* **Task goal**
Rewrite the records below with "top-left corner" changed to "upper-left corner" everywhere it occurs, keeping everything else the same, and omit the pictures.

* **Data section**
# # # # # # #
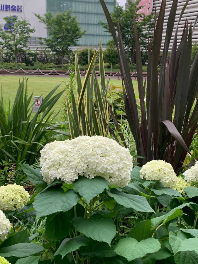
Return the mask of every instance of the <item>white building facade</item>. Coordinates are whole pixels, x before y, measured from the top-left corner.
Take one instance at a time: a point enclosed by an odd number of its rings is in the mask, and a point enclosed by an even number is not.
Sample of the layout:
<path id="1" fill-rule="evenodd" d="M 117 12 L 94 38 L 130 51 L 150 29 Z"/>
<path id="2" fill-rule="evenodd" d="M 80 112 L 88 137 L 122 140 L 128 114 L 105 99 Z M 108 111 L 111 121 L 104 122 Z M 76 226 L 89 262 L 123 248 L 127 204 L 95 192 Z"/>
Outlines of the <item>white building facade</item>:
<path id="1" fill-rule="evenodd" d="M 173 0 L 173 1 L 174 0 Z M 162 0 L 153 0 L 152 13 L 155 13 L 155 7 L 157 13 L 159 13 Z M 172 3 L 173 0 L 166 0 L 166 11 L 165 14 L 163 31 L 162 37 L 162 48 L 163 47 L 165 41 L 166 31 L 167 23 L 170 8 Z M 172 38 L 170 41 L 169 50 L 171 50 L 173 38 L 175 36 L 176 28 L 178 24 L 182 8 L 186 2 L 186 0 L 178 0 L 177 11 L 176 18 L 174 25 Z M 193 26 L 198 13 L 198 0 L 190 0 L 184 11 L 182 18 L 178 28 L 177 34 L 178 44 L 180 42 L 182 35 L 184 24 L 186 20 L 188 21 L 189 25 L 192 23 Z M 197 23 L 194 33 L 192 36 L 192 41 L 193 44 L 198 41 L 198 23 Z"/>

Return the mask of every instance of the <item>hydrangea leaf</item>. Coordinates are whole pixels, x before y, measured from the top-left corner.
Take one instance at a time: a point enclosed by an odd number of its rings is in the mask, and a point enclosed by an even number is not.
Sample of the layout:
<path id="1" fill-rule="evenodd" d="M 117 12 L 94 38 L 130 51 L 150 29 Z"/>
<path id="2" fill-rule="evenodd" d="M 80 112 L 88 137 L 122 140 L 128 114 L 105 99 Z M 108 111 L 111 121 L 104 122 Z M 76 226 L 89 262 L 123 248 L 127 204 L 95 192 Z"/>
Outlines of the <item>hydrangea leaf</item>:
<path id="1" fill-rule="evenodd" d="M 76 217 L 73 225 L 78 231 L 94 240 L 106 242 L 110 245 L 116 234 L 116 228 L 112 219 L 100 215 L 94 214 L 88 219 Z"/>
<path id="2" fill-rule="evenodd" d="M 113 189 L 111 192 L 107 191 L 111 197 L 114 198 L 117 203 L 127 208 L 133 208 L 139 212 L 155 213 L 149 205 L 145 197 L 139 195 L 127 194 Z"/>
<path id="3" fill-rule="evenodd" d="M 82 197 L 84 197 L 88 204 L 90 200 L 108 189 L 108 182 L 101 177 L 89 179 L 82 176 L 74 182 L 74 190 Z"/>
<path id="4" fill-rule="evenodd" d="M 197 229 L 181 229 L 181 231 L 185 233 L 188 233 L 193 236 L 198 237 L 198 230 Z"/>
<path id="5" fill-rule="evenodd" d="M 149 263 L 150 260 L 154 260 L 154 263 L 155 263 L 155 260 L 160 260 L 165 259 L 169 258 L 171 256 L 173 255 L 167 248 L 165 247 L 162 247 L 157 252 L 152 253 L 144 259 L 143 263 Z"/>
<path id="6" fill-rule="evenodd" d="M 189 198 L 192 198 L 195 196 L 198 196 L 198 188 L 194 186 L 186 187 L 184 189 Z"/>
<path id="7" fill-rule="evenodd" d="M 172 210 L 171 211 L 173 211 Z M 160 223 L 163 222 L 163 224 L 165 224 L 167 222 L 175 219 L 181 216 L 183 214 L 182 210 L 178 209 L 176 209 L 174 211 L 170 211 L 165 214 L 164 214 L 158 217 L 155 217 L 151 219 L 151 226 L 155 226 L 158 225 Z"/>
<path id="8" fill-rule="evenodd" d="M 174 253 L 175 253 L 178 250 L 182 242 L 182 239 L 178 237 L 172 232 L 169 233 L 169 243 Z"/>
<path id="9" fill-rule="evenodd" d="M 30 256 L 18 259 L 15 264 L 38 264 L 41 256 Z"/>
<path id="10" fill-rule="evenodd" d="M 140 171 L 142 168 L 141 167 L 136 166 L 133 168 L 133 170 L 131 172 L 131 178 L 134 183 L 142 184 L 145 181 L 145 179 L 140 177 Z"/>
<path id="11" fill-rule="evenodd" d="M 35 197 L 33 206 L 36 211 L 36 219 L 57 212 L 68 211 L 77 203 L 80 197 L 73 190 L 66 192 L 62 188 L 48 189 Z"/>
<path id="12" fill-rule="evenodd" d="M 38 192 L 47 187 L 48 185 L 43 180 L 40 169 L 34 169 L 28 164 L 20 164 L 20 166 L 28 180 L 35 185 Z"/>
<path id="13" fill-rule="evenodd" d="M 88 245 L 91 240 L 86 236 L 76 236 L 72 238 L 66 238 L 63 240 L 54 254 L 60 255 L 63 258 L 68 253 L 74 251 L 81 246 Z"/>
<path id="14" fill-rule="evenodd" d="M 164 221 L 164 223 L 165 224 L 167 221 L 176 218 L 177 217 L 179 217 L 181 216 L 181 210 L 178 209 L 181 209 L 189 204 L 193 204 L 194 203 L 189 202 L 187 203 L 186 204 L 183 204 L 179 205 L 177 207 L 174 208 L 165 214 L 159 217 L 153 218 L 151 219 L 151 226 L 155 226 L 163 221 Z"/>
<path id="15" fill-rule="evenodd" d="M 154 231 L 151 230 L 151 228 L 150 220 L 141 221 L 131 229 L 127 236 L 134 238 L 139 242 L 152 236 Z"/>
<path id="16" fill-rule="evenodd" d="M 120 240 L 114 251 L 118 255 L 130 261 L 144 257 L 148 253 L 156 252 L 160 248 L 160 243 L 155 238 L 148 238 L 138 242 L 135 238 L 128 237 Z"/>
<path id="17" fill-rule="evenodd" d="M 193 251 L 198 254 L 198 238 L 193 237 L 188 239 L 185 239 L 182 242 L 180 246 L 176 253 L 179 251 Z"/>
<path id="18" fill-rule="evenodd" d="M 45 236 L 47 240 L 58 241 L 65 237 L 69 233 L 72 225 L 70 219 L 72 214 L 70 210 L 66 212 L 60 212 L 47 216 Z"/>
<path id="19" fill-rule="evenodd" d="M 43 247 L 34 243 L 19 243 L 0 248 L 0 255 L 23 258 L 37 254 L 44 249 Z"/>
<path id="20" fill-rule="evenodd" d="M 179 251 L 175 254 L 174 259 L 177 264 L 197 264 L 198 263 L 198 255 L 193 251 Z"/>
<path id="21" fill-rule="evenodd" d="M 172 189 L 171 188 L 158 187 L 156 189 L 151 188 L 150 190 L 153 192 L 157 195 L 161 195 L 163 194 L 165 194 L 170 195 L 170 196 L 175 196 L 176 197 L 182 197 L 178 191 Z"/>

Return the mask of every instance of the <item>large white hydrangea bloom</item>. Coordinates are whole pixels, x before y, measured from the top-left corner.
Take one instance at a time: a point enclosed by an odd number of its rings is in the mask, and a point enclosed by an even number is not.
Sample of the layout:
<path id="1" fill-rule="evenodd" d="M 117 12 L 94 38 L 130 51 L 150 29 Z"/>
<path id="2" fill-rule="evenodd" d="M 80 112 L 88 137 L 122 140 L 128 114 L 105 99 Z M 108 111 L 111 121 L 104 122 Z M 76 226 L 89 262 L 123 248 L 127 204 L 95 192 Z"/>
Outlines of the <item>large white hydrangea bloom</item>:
# # # # # # #
* **Complete answer**
Return the mask of every instance of the <item>white building facade</item>. Coordinates are whole pixels, x before y, measured from the upper-left corner.
Take one instance at a time: a point enclosed by an odd number of its rings is in the mask, and a point enclosed by an even number is not.
Sample of the layout:
<path id="1" fill-rule="evenodd" d="M 117 12 L 94 38 L 130 51 L 150 29 Z"/>
<path id="2" fill-rule="evenodd" d="M 80 112 L 88 137 L 122 140 L 128 114 L 105 99 Z M 108 111 L 111 121 L 104 122 Z M 76 226 L 89 262 L 123 248 L 127 204 L 95 192 Z"/>
Outlines of the <item>white building facade</item>:
<path id="1" fill-rule="evenodd" d="M 173 0 L 173 1 L 174 0 Z M 162 0 L 153 0 L 152 13 L 155 13 L 155 7 L 157 13 L 159 13 Z M 172 3 L 173 0 L 166 0 L 166 11 L 165 14 L 163 31 L 162 37 L 162 48 L 163 47 L 165 41 L 166 31 L 167 23 L 170 8 Z M 172 38 L 170 41 L 169 50 L 171 50 L 173 38 L 175 36 L 176 28 L 178 24 L 182 8 L 186 2 L 186 0 L 178 0 L 177 11 L 176 18 L 174 25 Z M 193 26 L 198 13 L 198 0 L 190 0 L 184 11 L 182 18 L 178 28 L 177 34 L 178 44 L 180 42 L 182 35 L 184 24 L 186 20 L 188 21 L 189 25 L 192 23 Z M 197 23 L 194 33 L 192 36 L 192 41 L 193 44 L 198 41 L 198 23 Z"/>

Return the mask of every instance of the <item>hydrangea leaf</item>. Coordinates are whole pixels, x before y, measured from the upper-left corner.
Take one instance at a time: a point enclosed by an odd number of its rings is in the mask, and a point enclosed by an even number is not.
Sample of the layout:
<path id="1" fill-rule="evenodd" d="M 117 12 L 94 38 L 130 51 L 150 29 Z"/>
<path id="2" fill-rule="evenodd" d="M 80 112 L 88 137 L 122 140 L 128 114 L 105 99 Z M 108 111 L 111 121 L 104 122 Z M 76 226 L 89 262 L 123 248 L 127 204 L 95 192 Z"/>
Outlines of the <item>hydrangea leaf</item>:
<path id="1" fill-rule="evenodd" d="M 76 217 L 73 225 L 78 231 L 94 240 L 106 242 L 110 245 L 116 234 L 116 228 L 112 219 L 100 215 L 94 214 L 88 219 Z"/>
<path id="2" fill-rule="evenodd" d="M 113 189 L 111 192 L 107 191 L 111 197 L 114 198 L 117 203 L 127 208 L 133 208 L 139 212 L 155 213 L 149 205 L 145 197 L 139 195 L 127 194 Z"/>
<path id="3" fill-rule="evenodd" d="M 82 197 L 84 197 L 88 204 L 90 200 L 108 189 L 108 182 L 101 177 L 89 179 L 82 176 L 74 182 L 74 190 Z"/>
<path id="4" fill-rule="evenodd" d="M 197 229 L 181 229 L 181 231 L 185 233 L 188 233 L 193 236 L 198 237 L 198 230 Z"/>
<path id="5" fill-rule="evenodd" d="M 149 263 L 150 260 L 154 260 L 154 263 L 155 263 L 155 260 L 160 260 L 165 259 L 169 258 L 171 256 L 173 255 L 167 248 L 165 247 L 162 247 L 157 252 L 152 253 L 144 259 L 143 263 Z"/>
<path id="6" fill-rule="evenodd" d="M 189 198 L 192 198 L 195 196 L 198 196 L 198 188 L 194 186 L 186 187 L 184 189 Z"/>
<path id="7" fill-rule="evenodd" d="M 172 210 L 171 211 L 173 211 Z M 160 223 L 163 222 L 163 224 L 165 224 L 167 222 L 175 219 L 181 216 L 183 214 L 182 210 L 178 209 L 176 209 L 174 211 L 170 211 L 165 214 L 164 214 L 158 217 L 155 217 L 151 219 L 151 226 L 155 226 L 158 225 Z"/>
<path id="8" fill-rule="evenodd" d="M 174 253 L 175 253 L 178 250 L 182 242 L 182 239 L 178 237 L 172 232 L 169 233 L 169 243 Z"/>
<path id="9" fill-rule="evenodd" d="M 30 256 L 18 259 L 15 264 L 38 264 L 41 256 Z"/>
<path id="10" fill-rule="evenodd" d="M 140 171 L 142 168 L 141 167 L 136 166 L 133 168 L 133 170 L 131 172 L 131 178 L 134 183 L 142 184 L 145 181 L 145 179 L 140 177 Z"/>
<path id="11" fill-rule="evenodd" d="M 35 197 L 33 206 L 36 211 L 36 219 L 57 212 L 68 211 L 77 203 L 80 197 L 73 190 L 66 192 L 62 188 L 48 189 Z"/>
<path id="12" fill-rule="evenodd" d="M 38 192 L 47 187 L 48 185 L 43 180 L 40 169 L 34 169 L 28 164 L 20 164 L 20 166 L 28 180 L 35 185 Z"/>
<path id="13" fill-rule="evenodd" d="M 88 245 L 91 240 L 86 236 L 76 236 L 72 238 L 66 238 L 63 240 L 54 254 L 60 255 L 63 258 L 68 253 L 74 251 L 81 246 Z"/>
<path id="14" fill-rule="evenodd" d="M 164 221 L 164 223 L 165 224 L 167 221 L 176 218 L 177 217 L 179 217 L 181 216 L 181 210 L 178 209 L 181 209 L 189 204 L 193 204 L 194 203 L 189 202 L 187 203 L 186 204 L 183 204 L 179 205 L 177 207 L 174 208 L 165 214 L 159 217 L 153 218 L 151 219 L 151 226 L 155 226 L 163 221 Z"/>
<path id="15" fill-rule="evenodd" d="M 154 231 L 151 230 L 151 228 L 150 220 L 141 221 L 131 229 L 127 236 L 134 238 L 139 242 L 152 236 Z"/>
<path id="16" fill-rule="evenodd" d="M 120 240 L 114 251 L 118 255 L 130 261 L 144 257 L 148 253 L 156 252 L 160 248 L 160 243 L 155 238 L 148 238 L 138 242 L 135 238 L 128 237 Z"/>
<path id="17" fill-rule="evenodd" d="M 193 251 L 198 254 L 198 238 L 193 237 L 188 239 L 185 239 L 182 242 L 180 246 L 176 253 L 179 251 Z"/>
<path id="18" fill-rule="evenodd" d="M 45 236 L 47 240 L 58 241 L 65 237 L 69 233 L 72 225 L 70 219 L 72 214 L 70 210 L 66 212 L 60 212 L 47 216 Z"/>
<path id="19" fill-rule="evenodd" d="M 43 247 L 34 243 L 19 243 L 0 248 L 0 255 L 23 258 L 37 254 L 44 249 Z"/>
<path id="20" fill-rule="evenodd" d="M 179 251 L 175 254 L 174 259 L 177 264 L 197 264 L 198 263 L 198 255 L 193 251 Z"/>
<path id="21" fill-rule="evenodd" d="M 172 189 L 171 188 L 158 187 L 156 189 L 151 188 L 150 190 L 153 192 L 157 195 L 161 195 L 163 194 L 165 194 L 170 195 L 170 196 L 175 196 L 176 197 L 182 197 L 178 191 Z"/>

Return the mask of every instance of the <item>large white hydrangea bloom</item>. Coordinates are whole pixels, x before y, measured from the upper-left corner.
Take one instance at a time: a point enclosed by an odd number of its rings is in the mask, and a point enclosed by an even number is not.
Sample of the layout:
<path id="1" fill-rule="evenodd" d="M 117 12 L 94 38 L 130 51 L 150 29 Z"/>
<path id="2" fill-rule="evenodd" d="M 80 112 L 88 137 L 122 140 L 128 114 L 105 99 Z M 108 111 L 111 121 L 104 122 Z M 76 226 L 89 262 L 123 248 L 127 204 L 95 192 Z"/>
Outlines of the <item>large white hydrangea bloom</item>:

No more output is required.